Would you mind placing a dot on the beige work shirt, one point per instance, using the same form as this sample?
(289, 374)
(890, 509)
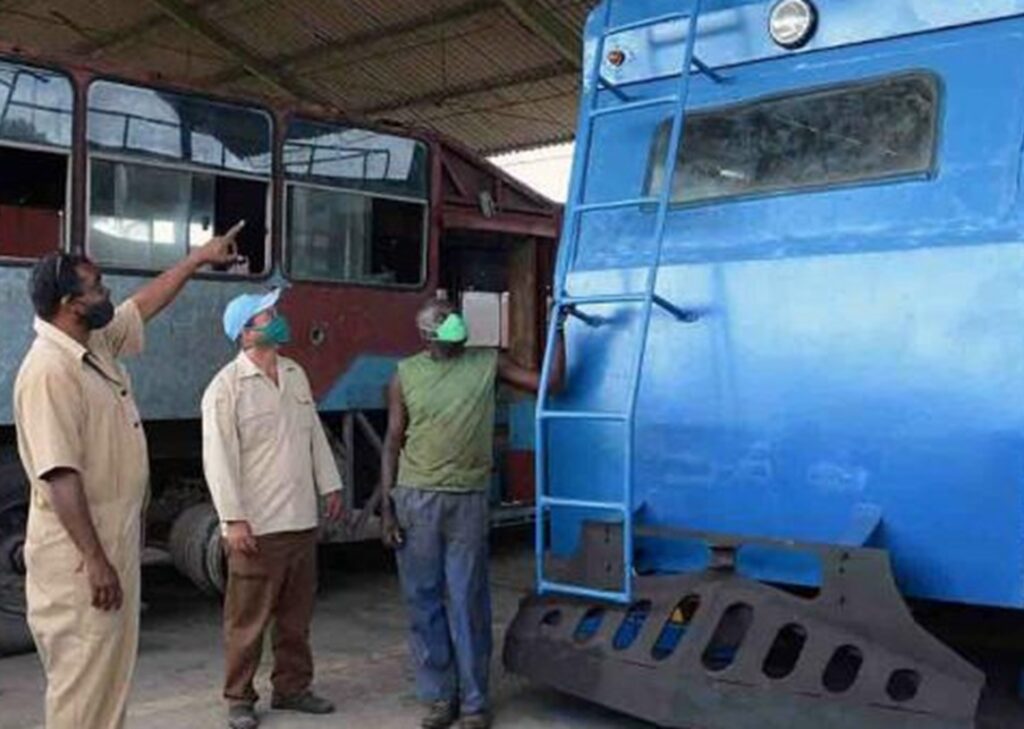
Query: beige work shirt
(264, 452)
(74, 409)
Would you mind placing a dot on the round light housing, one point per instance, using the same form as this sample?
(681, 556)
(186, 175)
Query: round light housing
(792, 23)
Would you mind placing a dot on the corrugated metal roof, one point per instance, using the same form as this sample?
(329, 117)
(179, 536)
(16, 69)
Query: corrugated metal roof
(469, 69)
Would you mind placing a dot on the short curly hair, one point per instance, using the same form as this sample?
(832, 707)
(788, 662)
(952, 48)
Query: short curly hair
(54, 276)
(432, 314)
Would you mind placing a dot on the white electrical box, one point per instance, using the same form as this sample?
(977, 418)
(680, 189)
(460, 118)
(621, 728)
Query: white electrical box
(484, 316)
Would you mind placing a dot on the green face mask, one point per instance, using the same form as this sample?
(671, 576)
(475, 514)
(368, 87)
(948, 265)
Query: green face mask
(452, 331)
(274, 333)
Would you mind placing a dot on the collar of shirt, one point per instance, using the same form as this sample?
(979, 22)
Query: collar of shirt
(247, 368)
(51, 334)
(79, 352)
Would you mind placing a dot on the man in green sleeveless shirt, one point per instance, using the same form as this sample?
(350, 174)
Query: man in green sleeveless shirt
(435, 470)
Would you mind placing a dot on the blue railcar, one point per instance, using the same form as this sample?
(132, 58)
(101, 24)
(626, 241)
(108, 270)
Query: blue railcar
(798, 277)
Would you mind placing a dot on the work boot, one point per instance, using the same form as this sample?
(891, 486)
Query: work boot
(306, 702)
(479, 720)
(441, 715)
(242, 716)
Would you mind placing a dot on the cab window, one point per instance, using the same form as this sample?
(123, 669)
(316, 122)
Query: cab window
(167, 171)
(35, 160)
(355, 206)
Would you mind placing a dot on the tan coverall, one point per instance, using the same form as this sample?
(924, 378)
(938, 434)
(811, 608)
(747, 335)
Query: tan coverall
(74, 410)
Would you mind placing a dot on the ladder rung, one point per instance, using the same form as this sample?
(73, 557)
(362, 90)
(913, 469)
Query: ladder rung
(634, 105)
(615, 204)
(658, 19)
(604, 299)
(582, 415)
(580, 591)
(558, 503)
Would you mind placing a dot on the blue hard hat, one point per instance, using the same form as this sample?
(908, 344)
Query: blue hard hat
(242, 308)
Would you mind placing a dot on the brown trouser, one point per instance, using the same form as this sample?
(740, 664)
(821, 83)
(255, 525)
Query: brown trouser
(279, 583)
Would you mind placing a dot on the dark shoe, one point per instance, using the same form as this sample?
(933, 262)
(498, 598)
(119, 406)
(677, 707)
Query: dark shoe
(242, 716)
(441, 715)
(307, 702)
(480, 720)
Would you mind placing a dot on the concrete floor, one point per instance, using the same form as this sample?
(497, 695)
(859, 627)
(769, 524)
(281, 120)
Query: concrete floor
(359, 645)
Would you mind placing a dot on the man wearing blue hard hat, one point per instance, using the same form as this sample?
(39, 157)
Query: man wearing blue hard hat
(267, 463)
(435, 468)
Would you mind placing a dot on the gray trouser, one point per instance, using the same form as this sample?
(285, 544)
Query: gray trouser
(445, 554)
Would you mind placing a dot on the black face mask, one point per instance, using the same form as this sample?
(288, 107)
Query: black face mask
(98, 315)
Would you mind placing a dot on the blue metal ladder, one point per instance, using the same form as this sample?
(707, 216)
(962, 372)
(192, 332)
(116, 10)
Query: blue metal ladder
(647, 298)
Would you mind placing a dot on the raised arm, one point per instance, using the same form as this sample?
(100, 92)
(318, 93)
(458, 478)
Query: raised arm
(397, 420)
(155, 296)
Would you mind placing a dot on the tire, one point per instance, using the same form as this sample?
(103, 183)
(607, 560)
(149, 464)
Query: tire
(196, 549)
(14, 636)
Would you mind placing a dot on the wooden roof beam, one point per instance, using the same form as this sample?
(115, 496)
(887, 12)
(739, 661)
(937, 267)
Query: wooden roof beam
(267, 72)
(546, 25)
(454, 93)
(358, 41)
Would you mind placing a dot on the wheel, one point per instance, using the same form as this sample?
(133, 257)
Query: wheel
(196, 549)
(14, 636)
(13, 517)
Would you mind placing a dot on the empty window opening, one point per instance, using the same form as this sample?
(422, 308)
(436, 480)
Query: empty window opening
(337, 236)
(148, 218)
(33, 202)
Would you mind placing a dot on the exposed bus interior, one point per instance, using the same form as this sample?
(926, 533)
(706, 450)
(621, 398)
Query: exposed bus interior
(33, 202)
(148, 217)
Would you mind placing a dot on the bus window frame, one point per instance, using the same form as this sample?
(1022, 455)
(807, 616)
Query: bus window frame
(181, 166)
(286, 248)
(930, 174)
(427, 202)
(68, 153)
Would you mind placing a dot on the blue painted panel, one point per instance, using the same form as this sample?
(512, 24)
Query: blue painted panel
(364, 386)
(856, 375)
(733, 32)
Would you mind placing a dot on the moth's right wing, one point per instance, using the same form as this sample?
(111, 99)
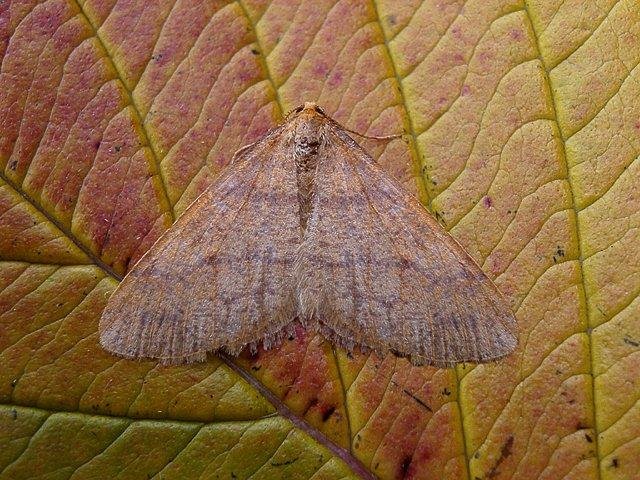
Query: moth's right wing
(221, 276)
(377, 270)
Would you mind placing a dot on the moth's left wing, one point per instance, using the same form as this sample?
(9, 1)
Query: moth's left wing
(377, 270)
(221, 277)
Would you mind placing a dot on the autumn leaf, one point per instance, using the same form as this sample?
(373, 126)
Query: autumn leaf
(522, 137)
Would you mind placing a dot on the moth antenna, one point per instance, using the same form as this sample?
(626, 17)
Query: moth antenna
(371, 137)
(375, 137)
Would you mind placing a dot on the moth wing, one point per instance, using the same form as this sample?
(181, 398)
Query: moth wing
(221, 277)
(376, 269)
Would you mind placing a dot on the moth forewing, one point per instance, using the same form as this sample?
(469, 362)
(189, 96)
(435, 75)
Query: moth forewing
(304, 226)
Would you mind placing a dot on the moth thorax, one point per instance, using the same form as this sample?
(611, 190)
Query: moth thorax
(306, 158)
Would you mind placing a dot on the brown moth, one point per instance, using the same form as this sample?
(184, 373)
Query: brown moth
(305, 228)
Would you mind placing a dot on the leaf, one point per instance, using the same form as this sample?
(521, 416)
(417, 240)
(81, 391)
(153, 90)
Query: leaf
(524, 141)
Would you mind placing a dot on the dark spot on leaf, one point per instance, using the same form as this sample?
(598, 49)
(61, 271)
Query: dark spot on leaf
(404, 466)
(504, 453)
(286, 462)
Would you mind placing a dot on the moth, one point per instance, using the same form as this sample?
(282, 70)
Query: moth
(304, 227)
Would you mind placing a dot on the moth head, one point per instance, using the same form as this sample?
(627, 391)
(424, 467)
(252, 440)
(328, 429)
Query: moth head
(307, 123)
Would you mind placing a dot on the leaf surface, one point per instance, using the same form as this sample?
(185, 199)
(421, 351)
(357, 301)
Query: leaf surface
(523, 139)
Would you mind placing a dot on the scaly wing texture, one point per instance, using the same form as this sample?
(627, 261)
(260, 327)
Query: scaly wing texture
(223, 276)
(375, 265)
(522, 123)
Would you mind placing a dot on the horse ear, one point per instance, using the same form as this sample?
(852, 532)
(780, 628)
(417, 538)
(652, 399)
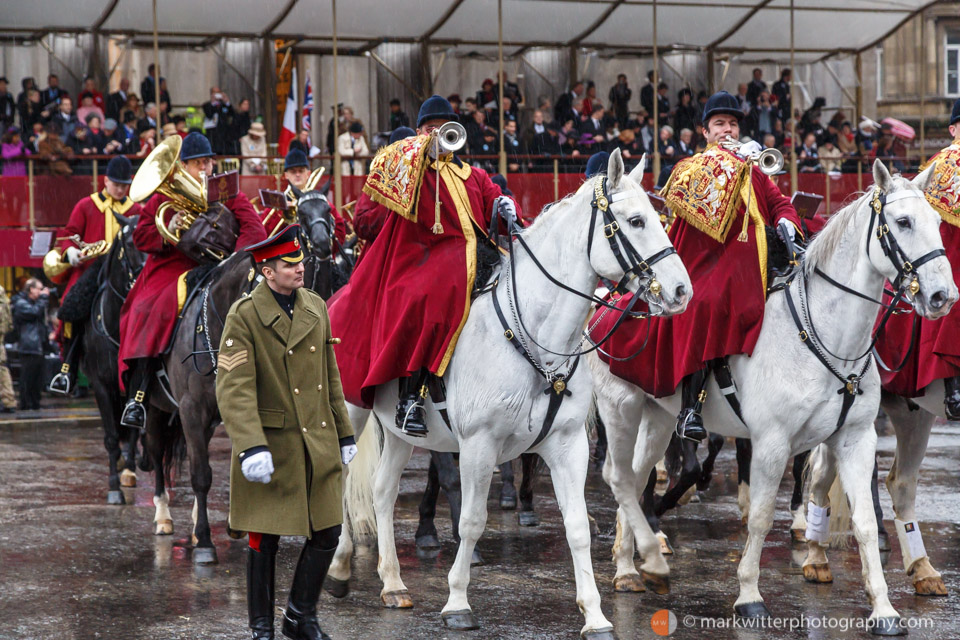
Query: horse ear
(637, 174)
(882, 177)
(923, 179)
(614, 169)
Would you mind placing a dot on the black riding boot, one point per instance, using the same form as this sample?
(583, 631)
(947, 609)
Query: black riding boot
(135, 411)
(951, 399)
(64, 382)
(260, 571)
(410, 416)
(690, 422)
(300, 619)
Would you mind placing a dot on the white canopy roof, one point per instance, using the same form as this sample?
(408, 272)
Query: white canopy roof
(822, 27)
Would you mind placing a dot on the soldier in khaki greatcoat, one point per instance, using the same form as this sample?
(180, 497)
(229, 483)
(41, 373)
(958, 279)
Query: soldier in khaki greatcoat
(278, 389)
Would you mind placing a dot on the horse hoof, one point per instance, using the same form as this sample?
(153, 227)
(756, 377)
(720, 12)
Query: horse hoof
(599, 634)
(817, 573)
(428, 542)
(528, 518)
(752, 610)
(630, 583)
(205, 555)
(658, 584)
(337, 588)
(128, 478)
(892, 626)
(397, 600)
(463, 620)
(930, 587)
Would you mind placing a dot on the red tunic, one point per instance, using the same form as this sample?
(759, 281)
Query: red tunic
(150, 311)
(936, 353)
(408, 299)
(725, 314)
(90, 223)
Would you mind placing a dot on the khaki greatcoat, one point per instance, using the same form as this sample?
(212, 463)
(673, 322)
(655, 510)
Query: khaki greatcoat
(278, 386)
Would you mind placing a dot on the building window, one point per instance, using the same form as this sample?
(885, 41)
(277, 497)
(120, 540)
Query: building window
(952, 58)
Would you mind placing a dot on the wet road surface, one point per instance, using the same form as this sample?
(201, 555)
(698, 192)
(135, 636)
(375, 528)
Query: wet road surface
(72, 567)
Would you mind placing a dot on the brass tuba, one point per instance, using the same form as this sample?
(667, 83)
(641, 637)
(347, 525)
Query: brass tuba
(162, 172)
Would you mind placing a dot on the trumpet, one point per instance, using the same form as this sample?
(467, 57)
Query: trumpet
(769, 161)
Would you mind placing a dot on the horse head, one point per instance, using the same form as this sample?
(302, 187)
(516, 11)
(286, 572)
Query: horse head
(910, 244)
(629, 241)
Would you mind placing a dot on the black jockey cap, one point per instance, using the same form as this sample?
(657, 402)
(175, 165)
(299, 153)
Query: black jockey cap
(285, 245)
(295, 158)
(400, 133)
(722, 102)
(435, 107)
(120, 170)
(597, 163)
(195, 145)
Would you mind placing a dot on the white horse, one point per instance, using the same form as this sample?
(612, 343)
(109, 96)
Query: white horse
(496, 400)
(912, 427)
(789, 399)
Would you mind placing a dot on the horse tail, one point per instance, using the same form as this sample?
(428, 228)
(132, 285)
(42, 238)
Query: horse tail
(358, 486)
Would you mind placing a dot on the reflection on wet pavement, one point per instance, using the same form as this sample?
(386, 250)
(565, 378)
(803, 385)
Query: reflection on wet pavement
○ ○ ○ ○
Task statement |
In the entries above, take the line containing "Would you mind placing a dot on the red" and each later line through the last, and repeat them exactly. Output nothing else.

Written solution |
Would you mind placing a dot on the red tunic, one point per instance, using the same form as this sample?
(759, 281)
Query: red tunic
(150, 311)
(936, 353)
(408, 299)
(725, 314)
(90, 223)
Would you mind placing a dot on the khaki greatcoat, one point per instance, using the same form as this sample?
(212, 463)
(673, 322)
(655, 510)
Query: khaki greatcoat
(278, 386)
Would you mind placing a dot on the building window, one point per instance, using the same form as this sample?
(885, 41)
(277, 497)
(120, 540)
Query: building window
(952, 58)
Would you mind placing a dot on the wet road surface, one point per instance, using the same form as this sample?
(201, 555)
(698, 192)
(135, 636)
(375, 528)
Query: wet road surface
(72, 567)
Would you mind placing a dot on the brass tuba, one point per instance, using the same form as this sample?
(667, 83)
(641, 637)
(347, 525)
Query: brass tuba
(162, 172)
Would you mind placing a dot on the trumpet, one point per instance, using the same form as this sample?
(467, 57)
Query: trumpet
(769, 161)
Would you mind placing a dot on the horse head, one point per instance, using the same form as this sample?
(302, 187)
(516, 11)
(286, 572)
Query: horse head
(910, 244)
(629, 241)
Would you mind placing a dot on the black jockey cap, one point per instance, using the same form as this sample?
(657, 402)
(175, 165)
(299, 153)
Query: black jockey cap
(285, 245)
(295, 158)
(400, 133)
(722, 102)
(435, 107)
(120, 170)
(597, 163)
(195, 145)
Would you mind placing a dot on the white horse, one point per instance, using the same form as this sample?
(612, 343)
(109, 96)
Query: white horse
(496, 400)
(912, 427)
(789, 399)
Would you mind placing a dot on the horse tail, one point per instance, using the same form as this sample?
(428, 228)
(132, 285)
(42, 238)
Query: horse tail
(358, 486)
Would you mind placing a dot on the reflection on wet pavement, one point per instance, using the same form as this sample?
(386, 250)
(565, 378)
(803, 385)
Query: reflection on wet pavement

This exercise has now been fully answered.